**PROBLEM DESCRIPTION:** Convert every line of these records into a JSON list of strings, one string per line, leaving out blank lines.

**EXERCISE MATERIALS:**
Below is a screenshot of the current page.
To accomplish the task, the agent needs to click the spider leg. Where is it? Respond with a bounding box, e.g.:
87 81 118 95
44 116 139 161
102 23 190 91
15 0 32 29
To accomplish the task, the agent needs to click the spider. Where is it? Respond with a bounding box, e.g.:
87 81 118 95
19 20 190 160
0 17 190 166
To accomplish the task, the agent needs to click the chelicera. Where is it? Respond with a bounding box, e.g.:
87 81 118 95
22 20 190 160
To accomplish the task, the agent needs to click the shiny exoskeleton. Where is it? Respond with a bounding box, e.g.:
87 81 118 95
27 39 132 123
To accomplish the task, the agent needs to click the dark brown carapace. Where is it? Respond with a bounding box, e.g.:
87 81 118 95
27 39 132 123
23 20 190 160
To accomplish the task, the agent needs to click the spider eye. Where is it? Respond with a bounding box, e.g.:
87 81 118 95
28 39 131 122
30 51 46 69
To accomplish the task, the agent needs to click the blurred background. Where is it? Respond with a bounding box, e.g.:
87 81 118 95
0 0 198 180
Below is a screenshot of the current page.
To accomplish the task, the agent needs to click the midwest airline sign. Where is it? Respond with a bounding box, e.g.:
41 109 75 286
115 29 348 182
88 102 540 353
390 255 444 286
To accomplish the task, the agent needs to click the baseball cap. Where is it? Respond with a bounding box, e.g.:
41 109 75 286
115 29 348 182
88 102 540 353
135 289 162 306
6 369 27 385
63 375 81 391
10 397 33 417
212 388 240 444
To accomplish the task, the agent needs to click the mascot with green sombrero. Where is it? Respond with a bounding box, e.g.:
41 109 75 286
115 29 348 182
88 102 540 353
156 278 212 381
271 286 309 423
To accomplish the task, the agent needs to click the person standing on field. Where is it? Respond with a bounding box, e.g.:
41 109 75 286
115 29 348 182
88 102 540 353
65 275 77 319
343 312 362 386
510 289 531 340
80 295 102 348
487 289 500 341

**SOLUTION TO THE PROBLEM:**
[
  "Below is a screenshot of the current page.",
  "To accomplish the task, the agent needs to click the spider leg. Where is it? Respond with a bounding box, e.g.:",
  "87 81 118 95",
  "44 116 139 161",
  "102 23 190 91",
  "15 0 32 29",
  "To accomplish the task, the agent needs to click the spider. Where is it? Respond with a bounding box, e.g.:",
  "87 81 118 95",
  "19 20 190 160",
  "0 17 190 166",
  "To accomplish the task, the agent needs to click the chelicera. Where is it? Respond with a bounding box, e.g.:",
  "87 81 118 95",
  "22 20 190 160",
  "To accomplish the task, the agent needs to click the shiny exoskeleton. Where is it? Respond with a bounding box, e.g.:",
  "87 81 118 95",
  "27 39 132 123",
  "To accomplish the task, the agent needs to click the dark brown carapace. Where is it? Respond with a bounding box, e.g.:",
  "87 81 118 95",
  "27 39 132 123",
  "23 20 190 160",
  "To accomplish the task, the agent needs to click the spider eye. Where is it? Respond with a bounding box, e.g.:",
  "87 81 118 95",
  "28 39 131 122",
  "30 51 46 69",
  "To accomplish the task, the agent needs to click the blurred background. Where is it? Respond with a bounding box, e.g.:",
  "87 81 118 95",
  "0 0 198 180",
  "Below is a screenshot of the current page.",
  "To accomplish the task, the agent needs to click the midwest airline sign. Where is it? Respond with a bounding box, e.g.:",
  "41 109 75 286",
  "115 29 348 182",
  "88 102 540 353",
  "390 255 444 286",
  "To accomplish the task, the agent needs to click the baseball cap. Where is it? Respond with a bounding box, e.g.:",
  "41 109 75 286",
  "115 29 348 182",
  "88 102 540 353",
  "135 289 162 306",
  "6 369 27 385",
  "63 375 81 391",
  "10 397 33 417",
  "212 388 240 444",
  "To accomplish the task, the agent needs to click the mascot with green sombrero. Where is it? Respond with a bounding box, e.g.:",
  "41 109 75 286",
  "115 29 348 182",
  "88 102 540 353",
  "156 278 212 381",
  "271 286 309 423",
  "To accomplish the task, the agent needs to click the person standing on field. Where is it? Respond with a bounding box, e.g.:",
  "41 109 75 286",
  "115 29 348 182",
  "88 102 540 353",
  "65 275 77 319",
  "343 312 362 386",
  "510 289 531 340",
  "80 295 102 348",
  "487 289 500 341"
]